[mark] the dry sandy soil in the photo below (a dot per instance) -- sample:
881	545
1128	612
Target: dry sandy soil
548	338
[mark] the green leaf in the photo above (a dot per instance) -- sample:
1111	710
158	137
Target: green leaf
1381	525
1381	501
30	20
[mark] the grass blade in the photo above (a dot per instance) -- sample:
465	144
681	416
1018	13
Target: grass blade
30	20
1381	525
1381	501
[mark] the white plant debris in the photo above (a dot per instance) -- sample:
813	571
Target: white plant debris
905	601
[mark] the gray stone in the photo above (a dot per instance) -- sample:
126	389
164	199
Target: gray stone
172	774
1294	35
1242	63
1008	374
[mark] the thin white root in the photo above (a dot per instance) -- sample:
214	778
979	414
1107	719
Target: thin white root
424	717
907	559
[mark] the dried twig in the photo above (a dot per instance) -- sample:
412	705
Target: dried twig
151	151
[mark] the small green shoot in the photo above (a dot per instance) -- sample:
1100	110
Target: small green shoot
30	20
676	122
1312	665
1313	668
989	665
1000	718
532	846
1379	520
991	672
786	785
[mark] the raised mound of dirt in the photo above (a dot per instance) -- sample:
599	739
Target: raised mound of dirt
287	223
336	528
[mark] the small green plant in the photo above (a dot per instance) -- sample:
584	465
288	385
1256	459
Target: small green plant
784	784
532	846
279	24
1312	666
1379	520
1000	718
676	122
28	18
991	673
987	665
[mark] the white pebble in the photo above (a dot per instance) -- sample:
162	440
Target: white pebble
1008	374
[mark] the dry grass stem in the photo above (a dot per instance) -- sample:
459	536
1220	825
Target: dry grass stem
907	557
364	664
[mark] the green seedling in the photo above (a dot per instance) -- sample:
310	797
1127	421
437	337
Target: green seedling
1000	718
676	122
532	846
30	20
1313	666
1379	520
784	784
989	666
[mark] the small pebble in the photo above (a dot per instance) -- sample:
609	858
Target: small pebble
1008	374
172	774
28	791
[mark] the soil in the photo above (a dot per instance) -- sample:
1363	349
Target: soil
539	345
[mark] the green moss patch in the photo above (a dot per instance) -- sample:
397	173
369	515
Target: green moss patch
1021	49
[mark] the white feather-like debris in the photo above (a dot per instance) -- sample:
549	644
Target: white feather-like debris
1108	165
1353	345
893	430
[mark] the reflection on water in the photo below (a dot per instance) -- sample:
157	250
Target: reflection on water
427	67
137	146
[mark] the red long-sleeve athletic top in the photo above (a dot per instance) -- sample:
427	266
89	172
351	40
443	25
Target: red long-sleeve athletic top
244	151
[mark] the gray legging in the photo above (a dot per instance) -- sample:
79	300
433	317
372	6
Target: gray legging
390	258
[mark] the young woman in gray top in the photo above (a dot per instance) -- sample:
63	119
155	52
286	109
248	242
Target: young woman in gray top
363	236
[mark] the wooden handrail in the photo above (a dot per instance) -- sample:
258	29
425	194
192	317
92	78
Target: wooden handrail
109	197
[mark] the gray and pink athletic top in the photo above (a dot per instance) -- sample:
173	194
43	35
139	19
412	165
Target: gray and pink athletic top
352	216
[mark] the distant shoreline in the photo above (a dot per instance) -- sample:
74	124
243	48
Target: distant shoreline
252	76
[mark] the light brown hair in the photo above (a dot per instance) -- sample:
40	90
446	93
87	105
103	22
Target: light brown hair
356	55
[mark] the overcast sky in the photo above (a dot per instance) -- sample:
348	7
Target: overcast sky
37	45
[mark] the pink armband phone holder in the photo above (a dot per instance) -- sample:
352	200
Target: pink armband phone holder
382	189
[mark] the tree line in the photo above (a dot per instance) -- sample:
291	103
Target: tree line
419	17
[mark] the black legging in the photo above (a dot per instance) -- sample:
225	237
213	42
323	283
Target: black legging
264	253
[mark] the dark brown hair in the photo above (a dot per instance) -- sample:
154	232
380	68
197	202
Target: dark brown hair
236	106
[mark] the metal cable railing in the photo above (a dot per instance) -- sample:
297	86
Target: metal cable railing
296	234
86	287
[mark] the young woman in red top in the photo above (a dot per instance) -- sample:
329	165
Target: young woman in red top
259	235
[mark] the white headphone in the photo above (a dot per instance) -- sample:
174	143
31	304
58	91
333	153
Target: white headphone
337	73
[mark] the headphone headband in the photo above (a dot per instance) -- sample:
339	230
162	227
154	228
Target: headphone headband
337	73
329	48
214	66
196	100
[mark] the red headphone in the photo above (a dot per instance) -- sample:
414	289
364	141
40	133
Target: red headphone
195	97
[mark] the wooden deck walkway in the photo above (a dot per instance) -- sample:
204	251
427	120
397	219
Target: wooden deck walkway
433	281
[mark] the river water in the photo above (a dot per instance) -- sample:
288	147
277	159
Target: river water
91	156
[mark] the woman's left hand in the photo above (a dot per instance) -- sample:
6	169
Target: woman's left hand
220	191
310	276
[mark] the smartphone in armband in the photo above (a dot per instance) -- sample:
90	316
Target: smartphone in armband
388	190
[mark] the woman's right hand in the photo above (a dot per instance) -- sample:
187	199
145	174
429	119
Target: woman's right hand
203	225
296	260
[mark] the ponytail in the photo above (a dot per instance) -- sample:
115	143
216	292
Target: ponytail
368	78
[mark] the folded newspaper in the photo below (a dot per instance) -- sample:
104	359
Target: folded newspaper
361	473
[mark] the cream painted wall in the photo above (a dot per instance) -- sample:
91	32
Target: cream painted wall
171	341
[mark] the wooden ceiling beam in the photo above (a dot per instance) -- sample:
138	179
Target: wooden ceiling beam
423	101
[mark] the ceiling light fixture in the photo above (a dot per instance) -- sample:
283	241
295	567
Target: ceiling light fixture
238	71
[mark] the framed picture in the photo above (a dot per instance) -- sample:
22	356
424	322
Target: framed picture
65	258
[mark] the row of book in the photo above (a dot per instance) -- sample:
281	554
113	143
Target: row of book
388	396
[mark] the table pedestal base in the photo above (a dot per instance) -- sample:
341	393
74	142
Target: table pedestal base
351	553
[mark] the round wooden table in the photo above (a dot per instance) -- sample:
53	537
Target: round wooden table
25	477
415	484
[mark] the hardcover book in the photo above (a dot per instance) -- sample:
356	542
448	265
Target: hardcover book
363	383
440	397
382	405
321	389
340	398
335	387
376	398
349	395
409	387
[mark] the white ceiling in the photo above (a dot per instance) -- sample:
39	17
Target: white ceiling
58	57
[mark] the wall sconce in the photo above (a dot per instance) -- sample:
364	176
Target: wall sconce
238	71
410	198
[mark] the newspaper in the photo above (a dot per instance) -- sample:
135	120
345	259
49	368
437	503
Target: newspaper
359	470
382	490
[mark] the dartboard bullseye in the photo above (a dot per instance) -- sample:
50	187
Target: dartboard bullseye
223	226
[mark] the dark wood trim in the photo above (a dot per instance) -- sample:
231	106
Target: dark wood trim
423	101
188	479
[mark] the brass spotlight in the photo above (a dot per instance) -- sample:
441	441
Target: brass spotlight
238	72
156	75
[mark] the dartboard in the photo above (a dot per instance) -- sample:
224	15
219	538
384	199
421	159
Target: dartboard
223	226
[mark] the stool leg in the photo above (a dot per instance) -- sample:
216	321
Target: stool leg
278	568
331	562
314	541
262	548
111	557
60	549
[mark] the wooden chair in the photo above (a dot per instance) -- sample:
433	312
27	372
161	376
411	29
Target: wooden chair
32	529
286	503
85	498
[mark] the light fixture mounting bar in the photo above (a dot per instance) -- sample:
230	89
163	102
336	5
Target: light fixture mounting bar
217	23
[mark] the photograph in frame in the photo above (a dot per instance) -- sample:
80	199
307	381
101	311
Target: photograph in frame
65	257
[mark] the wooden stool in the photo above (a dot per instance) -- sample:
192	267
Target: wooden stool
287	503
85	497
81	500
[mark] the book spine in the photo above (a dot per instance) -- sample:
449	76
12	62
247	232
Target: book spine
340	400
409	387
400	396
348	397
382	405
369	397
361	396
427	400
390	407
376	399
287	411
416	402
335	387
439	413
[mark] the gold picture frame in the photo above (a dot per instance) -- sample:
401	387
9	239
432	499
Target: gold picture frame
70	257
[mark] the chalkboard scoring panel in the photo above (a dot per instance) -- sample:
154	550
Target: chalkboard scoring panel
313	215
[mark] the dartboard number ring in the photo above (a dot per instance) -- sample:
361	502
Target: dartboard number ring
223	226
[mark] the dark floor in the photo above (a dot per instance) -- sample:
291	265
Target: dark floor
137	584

TASK DESCRIPTION:
Repeat exactly the lines above from the line that contains "[mark] the stool" through the end. Include both of these ends; leave out everything else.

COMPLETE ANSWER:
[mark] the stool leg in the photo above (a dot per instance) -- sample:
216	321
Target: stool leg
278	568
331	562
314	541
262	548
111	557
60	549
[mark] the wooden chair in the photo above (a dot per instance) -- sample:
433	312
27	372
161	376
411	29
Target: wooden chair
32	529
286	503
85	498
[mark] the light fixture mounting bar in the photo above (a dot per instance) -- sample:
230	89
163	102
336	5
Target: light fixture mounting bar
217	23
[mark] the photograph in frame in the photo above (a dot per instance) -- sample:
80	199
307	381
101	311
Target: photograph in frame
65	257
[mark] the wooden stool in the photo above (a dot per instance) -- sample:
192	267
Target: wooden stool
287	503
85	497
81	500
[mark] the book spine in the photo above (a dot per instance) -- sample:
449	76
12	62
247	232
Target: book spine
340	400
409	387
400	396
348	397
382	405
369	397
361	396
427	400
390	407
376	399
287	411
416	402
335	387
439	413
[mark] the gold picture frame in the photo above (a dot per instance) -- sample:
401	387
9	239
432	499
Target: gold picture frame
70	257
[mark] the chalkboard scoring panel in the photo above (a dot per instance) -- sample:
154	550
Target: chalkboard scoring panel
313	215
[mark] the dartboard number ring in the photo above (a dot per instance) -- sample:
361	502
Target: dartboard number ring
223	226
[mark] the dark floor in the photo above (a dot per instance) -- sample:
291	265
Target: dark floor
137	584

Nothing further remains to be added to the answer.